Aim: In the records below, locate the line containing "Reviewer note: confirm one keypoint per instance of the dark", then extract it and all following lines exactly, ending with the last line.
— Start of Rows —
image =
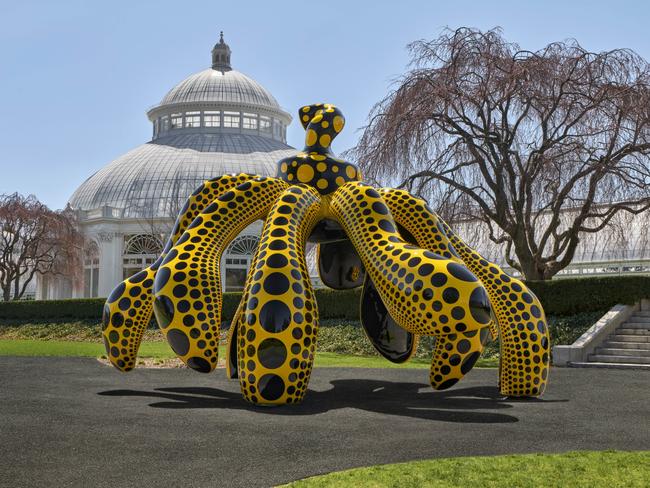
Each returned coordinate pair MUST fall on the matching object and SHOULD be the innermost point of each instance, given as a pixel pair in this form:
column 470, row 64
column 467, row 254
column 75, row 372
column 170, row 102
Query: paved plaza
column 76, row 422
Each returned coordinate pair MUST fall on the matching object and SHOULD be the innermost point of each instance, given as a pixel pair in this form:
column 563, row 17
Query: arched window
column 140, row 251
column 91, row 269
column 237, row 259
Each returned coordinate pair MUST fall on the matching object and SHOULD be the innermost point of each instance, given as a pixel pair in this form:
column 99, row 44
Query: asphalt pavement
column 76, row 422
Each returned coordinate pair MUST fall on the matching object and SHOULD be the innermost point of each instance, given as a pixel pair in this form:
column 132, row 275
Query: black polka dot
column 380, row 208
column 479, row 306
column 276, row 261
column 117, row 319
column 386, row 225
column 276, row 284
column 450, row 295
column 425, row 269
column 275, row 316
column 463, row 346
column 164, row 310
column 438, row 280
column 272, row 353
column 180, row 291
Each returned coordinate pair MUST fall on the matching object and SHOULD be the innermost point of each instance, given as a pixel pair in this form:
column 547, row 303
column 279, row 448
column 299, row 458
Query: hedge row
column 559, row 297
column 577, row 295
column 331, row 304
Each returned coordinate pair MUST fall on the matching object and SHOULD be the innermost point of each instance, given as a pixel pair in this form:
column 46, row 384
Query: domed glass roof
column 153, row 180
column 218, row 86
column 218, row 121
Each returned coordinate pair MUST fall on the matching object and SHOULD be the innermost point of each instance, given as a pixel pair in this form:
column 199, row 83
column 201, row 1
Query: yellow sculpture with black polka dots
column 418, row 278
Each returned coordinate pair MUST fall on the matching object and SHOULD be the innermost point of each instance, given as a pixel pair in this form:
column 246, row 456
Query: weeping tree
column 539, row 147
column 35, row 240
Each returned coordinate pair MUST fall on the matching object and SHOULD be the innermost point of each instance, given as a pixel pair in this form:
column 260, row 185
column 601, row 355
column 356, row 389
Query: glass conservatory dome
column 214, row 122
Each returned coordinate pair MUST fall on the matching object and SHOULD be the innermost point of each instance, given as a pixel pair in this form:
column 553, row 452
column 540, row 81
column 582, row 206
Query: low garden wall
column 559, row 297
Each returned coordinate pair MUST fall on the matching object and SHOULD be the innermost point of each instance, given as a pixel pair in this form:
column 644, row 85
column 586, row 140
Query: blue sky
column 76, row 77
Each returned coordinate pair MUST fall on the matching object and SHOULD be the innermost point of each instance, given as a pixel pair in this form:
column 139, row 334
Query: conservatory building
column 214, row 122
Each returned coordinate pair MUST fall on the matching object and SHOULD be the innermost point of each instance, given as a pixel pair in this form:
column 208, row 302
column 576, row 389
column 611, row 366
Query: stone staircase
column 628, row 346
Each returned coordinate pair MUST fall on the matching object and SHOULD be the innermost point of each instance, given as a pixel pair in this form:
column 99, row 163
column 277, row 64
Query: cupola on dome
column 214, row 122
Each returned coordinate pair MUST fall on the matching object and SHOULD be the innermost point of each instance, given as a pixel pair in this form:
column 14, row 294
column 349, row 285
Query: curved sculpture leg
column 128, row 309
column 525, row 344
column 277, row 331
column 231, row 346
column 454, row 355
column 187, row 286
column 421, row 290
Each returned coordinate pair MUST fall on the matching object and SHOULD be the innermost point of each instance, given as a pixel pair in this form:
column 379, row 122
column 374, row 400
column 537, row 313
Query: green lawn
column 160, row 350
column 606, row 469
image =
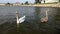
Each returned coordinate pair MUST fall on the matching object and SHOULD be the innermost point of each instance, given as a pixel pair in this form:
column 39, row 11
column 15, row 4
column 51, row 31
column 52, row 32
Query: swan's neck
column 17, row 18
column 46, row 13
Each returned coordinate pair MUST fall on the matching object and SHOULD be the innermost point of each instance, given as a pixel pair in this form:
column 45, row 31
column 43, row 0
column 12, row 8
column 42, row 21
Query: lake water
column 32, row 23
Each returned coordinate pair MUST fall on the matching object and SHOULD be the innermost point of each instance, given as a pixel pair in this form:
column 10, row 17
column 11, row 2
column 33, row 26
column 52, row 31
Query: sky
column 22, row 1
column 13, row 1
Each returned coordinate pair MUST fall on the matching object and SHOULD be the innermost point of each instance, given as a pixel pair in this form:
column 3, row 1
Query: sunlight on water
column 32, row 24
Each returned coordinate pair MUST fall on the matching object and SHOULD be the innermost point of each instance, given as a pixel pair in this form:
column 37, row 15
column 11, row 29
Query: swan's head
column 16, row 12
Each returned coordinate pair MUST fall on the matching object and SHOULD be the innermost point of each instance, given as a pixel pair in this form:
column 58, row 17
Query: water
column 32, row 24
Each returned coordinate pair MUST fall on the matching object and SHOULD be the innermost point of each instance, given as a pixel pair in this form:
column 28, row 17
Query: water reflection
column 32, row 24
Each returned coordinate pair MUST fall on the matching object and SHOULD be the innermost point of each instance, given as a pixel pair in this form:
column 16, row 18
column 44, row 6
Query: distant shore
column 36, row 5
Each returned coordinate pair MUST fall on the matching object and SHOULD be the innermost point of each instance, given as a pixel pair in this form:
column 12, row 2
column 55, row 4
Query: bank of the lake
column 37, row 5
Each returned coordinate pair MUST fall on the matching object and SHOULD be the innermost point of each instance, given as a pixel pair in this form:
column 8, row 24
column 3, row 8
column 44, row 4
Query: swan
column 45, row 19
column 20, row 20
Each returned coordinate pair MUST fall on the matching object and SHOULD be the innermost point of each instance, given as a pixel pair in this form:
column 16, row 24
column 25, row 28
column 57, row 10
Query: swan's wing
column 22, row 19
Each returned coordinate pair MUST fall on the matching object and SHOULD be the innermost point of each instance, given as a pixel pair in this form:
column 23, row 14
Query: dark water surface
column 32, row 24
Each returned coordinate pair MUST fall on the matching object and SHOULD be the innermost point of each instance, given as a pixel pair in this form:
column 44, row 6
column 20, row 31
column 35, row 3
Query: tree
column 26, row 2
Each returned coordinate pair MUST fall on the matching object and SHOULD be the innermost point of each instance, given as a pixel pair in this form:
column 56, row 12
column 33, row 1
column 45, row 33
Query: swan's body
column 20, row 20
column 45, row 19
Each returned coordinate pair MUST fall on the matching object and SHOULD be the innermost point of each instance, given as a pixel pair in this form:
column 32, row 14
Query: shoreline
column 35, row 5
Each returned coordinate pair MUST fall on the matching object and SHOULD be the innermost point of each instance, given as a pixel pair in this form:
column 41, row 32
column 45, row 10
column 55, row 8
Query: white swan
column 20, row 20
column 45, row 19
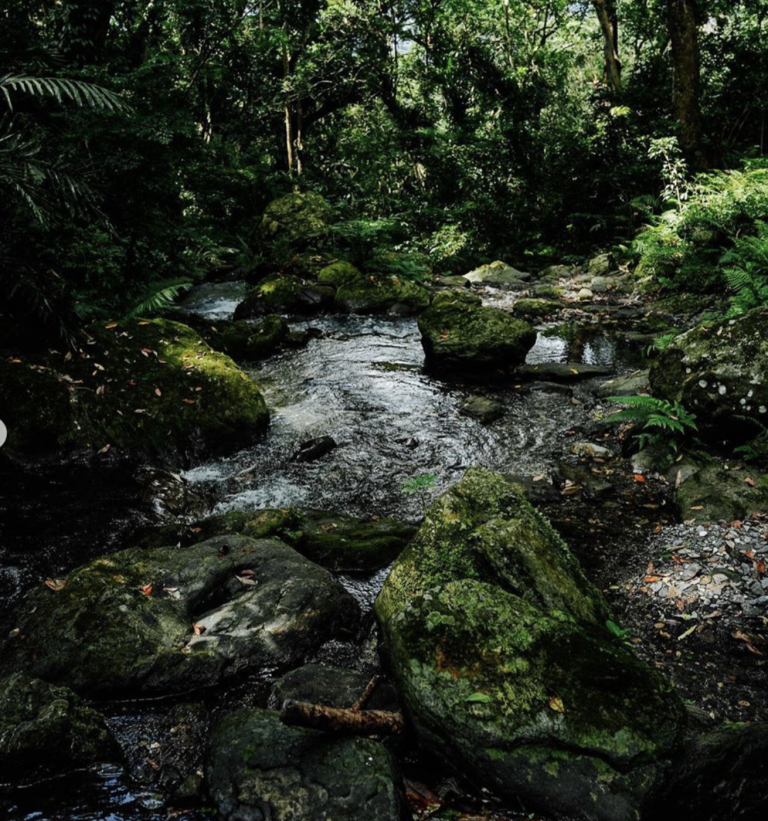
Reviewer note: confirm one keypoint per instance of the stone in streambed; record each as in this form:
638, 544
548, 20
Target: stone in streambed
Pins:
459, 334
336, 541
285, 295
332, 687
142, 386
485, 529
44, 729
482, 408
562, 371
314, 449
168, 620
259, 768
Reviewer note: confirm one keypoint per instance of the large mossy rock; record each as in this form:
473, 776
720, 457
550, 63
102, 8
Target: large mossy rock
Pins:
45, 729
503, 661
531, 704
243, 341
333, 540
722, 774
258, 768
485, 529
382, 294
459, 334
719, 372
167, 620
296, 221
284, 295
137, 386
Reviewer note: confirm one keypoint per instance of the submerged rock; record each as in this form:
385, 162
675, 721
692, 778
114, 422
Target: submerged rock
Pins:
141, 386
482, 408
314, 449
377, 295
258, 768
45, 729
498, 646
459, 334
333, 540
168, 620
497, 274
719, 372
284, 295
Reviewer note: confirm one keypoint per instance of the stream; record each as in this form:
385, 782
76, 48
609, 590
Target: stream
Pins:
361, 382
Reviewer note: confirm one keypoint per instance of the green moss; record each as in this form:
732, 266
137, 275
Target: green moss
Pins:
146, 385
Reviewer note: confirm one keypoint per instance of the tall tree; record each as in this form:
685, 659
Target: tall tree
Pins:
609, 24
686, 65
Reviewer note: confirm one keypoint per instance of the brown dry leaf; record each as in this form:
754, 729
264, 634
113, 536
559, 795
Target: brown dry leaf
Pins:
556, 704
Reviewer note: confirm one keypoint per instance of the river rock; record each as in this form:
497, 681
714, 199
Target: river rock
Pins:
713, 494
332, 687
333, 540
49, 729
485, 529
158, 621
285, 295
482, 408
314, 449
719, 373
138, 386
498, 275
720, 774
536, 308
531, 704
459, 334
259, 768
562, 371
382, 295
628, 384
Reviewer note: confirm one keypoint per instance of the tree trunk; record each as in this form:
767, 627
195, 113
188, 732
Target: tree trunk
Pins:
609, 23
684, 35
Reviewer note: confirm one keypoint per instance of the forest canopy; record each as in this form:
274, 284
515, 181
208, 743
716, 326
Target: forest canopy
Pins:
140, 140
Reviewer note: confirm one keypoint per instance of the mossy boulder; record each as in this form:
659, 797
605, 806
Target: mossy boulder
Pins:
243, 341
536, 308
459, 334
531, 704
168, 620
295, 221
712, 494
259, 768
719, 372
137, 386
284, 295
382, 294
46, 729
333, 540
340, 273
485, 529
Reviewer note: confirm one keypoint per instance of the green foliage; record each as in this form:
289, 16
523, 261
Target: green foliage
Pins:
664, 426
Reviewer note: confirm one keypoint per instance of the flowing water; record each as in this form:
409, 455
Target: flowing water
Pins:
362, 383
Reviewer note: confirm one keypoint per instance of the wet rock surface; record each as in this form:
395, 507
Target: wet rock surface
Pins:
169, 620
258, 768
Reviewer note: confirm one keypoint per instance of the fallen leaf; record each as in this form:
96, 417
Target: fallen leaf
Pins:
556, 704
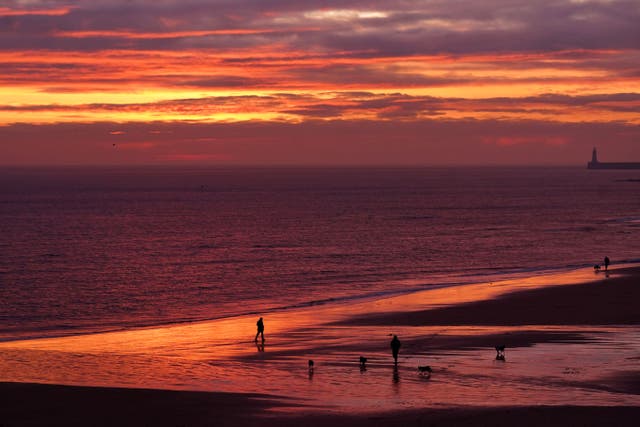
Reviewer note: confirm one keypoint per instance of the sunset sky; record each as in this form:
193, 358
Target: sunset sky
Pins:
348, 82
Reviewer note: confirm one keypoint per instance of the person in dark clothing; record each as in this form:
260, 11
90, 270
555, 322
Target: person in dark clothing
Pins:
260, 325
395, 348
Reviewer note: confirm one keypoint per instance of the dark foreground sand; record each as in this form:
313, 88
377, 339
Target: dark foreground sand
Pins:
615, 300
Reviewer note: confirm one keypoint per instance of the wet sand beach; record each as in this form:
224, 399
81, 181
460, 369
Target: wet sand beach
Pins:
572, 358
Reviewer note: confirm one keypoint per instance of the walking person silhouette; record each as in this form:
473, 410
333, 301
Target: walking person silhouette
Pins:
395, 348
260, 325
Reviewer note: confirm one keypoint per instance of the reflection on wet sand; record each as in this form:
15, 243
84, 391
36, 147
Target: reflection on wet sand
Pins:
547, 364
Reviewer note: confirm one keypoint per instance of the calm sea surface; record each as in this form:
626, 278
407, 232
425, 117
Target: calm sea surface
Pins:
85, 249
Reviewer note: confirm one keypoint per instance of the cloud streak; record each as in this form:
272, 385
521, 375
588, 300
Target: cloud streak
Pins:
— End of Rows —
Output for this exercise:
Reviewer note: confirm one keypoint per instance of the dark foreground sand; record each as in this form:
313, 88
377, 339
Target: dark foreground sand
Pins:
615, 300
Reviewer note: confirm one keypoint per instance of the wet sand beach; record each as in this form:
224, 399
81, 181
460, 369
Target: wet sand beach
Pins:
572, 358
Reviewer note: confirm one keypoint per instance of the walking person silhouette; record each as in this form:
473, 410
333, 301
Target: walking person silhouette
Pins:
395, 348
260, 325
Reviewer note: confirm one keypoint per instance of the reflection on wet sand; record each as in this form:
15, 243
84, 391
36, 147
Target: reflection on wet sand
Pins:
547, 364
Reviewer note: confirm one keypoint per instance of the calm sea surface; record each as in this form:
626, 278
407, 232
425, 117
Target: calm sea surface
Pins:
85, 249
Reviewer note: confirm one keypoint per instance of the cloud streak; record each as in this form:
272, 385
521, 375
588, 300
Target: cloud streak
Pins:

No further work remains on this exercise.